§ EXERCISE REQUIREMENTS
1. Write out the Industrie 4.0 passage word for word, from "To meet these" up to and including "the cyber world.".
2. According to the Industrie 4.0 passage, in which country was Industrie 4.0 inspired and initiated?
3. List every manufacturing model that the Industrie 4.0 passage names along with its abbreviation.

§ QUOTED PASSAGE

[start]

In today’s competitive global environment, manufacturers are increasingly seeking ways to build high-quality personalised products, in short time scales and at the lowest possible cost. In this context, future factories are driven by the need to realise a shift from the traditional capability to produce goods at large quantities to flexibility in meeting variable market demands, while at the same time exploiting the trends of modular products and proximity sourcing.
There is a clear trend towards supporting new production models which attempt to produce what the customer wants. Simultaneously, the customer orders the products (just-in-time), instead of maintaining excessive stock and allocating effort in the usually complex task of efficient management. In manufacturing terms, the trend is increasingly to produce goods according to make-to-order (MTO), configure-to-order (CTO) and engineer-to-order (ETO) models, rather than based on the conventional made-to-stock (MTS) paradigm.
To meet these requirements, manufacturers are increasingly resorting to future ICT technologies in order to effectively manage information about the factory and the manufacturing chain (e.g., orders, shipments, suppliers). In this direction, the representation of physical world processes and entities (e.g., machines, tools, electronic systems, industrial automation systems) as cyber assets enables the management of manufacturing processes based on digital technologies. This is the essence of the fourth industrial revolution (Industrie 4.0), which foresees that manufacturing systems will be managed as Cyber Physical Systems (CPS) that will bridge and synchronize the physical world with the cyber world.
Industrie 4.0 – A Primer
Industrie 4.0 has been inspired and initiated in Germany, but is spreading around the globe since manufacturers are increasingly treating their factories as large scale interconnected CPS systems. CPS systems and technologies are almost synonymous with the Internet of Things (IoT) paradigm, since they both enable the interconnection and synchronization of digital assets with physical world entities and phenomena. The majority of researchers and engineers use the two terms interchangeably, choosing one or the other based on their background and application domain. In practice, it’s very common to characterise as CPS systems the class of IoT systems that involve real time interactions, actuation and control. As a result, IoT is one of the underlying technologies for the fourth industrial revolution.

[end]

§ RAW DATA
[start]

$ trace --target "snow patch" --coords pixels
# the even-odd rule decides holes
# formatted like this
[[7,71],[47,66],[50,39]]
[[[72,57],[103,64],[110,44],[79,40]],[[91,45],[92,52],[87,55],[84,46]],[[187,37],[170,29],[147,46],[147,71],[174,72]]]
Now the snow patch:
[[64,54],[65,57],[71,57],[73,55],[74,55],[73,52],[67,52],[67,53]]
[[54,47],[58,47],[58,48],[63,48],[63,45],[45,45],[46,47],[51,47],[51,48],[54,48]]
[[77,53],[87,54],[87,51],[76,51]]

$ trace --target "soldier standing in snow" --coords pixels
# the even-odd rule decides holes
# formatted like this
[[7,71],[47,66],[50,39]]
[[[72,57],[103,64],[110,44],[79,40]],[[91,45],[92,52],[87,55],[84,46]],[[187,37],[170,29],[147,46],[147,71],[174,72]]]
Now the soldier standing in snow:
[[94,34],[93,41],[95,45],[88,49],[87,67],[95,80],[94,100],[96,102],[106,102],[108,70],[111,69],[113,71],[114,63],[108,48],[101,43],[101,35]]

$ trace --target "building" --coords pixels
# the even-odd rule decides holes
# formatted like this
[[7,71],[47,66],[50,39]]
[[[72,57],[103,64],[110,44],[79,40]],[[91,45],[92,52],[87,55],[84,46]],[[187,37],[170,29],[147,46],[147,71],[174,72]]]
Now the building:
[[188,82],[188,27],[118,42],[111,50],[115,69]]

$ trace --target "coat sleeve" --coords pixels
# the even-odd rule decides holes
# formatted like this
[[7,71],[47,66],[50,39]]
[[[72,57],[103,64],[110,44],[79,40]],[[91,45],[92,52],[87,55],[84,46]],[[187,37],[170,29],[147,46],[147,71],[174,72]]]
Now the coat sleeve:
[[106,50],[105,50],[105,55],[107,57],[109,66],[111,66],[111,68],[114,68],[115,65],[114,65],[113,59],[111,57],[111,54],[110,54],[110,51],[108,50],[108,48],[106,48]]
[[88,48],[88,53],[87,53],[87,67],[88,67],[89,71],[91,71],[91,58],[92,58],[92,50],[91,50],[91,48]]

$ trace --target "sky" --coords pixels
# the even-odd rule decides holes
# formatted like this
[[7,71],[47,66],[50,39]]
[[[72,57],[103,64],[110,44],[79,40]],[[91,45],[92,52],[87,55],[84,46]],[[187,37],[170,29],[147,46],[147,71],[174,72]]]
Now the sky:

[end]

§ SET OF ANSWERS
1.
To meet these requirements, manufacturers are increasingly resorting to future ICT technologies in order to effectively manage information about the factory and the manufacturing chain (e.g., orders, shipments, suppliers). In this direction, the representation of physical world processes and entities (e.g., machines, tools, electronic systems, industrial automation systems) as cyber assets enables the management of manufacturing processes based on digital technologies. This is the essence of the fourth industrial revolution (Industrie 4.0), which foresees that manufacturing systems will be managed as Cyber Physical Systems (CPS) that will bridge and synchronize the physical world with the cyber world.

2. Germany.

3.
- make-to-order (MTO)
- configure-to-order (CTO)
- engineer-to-order (ETO)
- made-to-stock (MTS)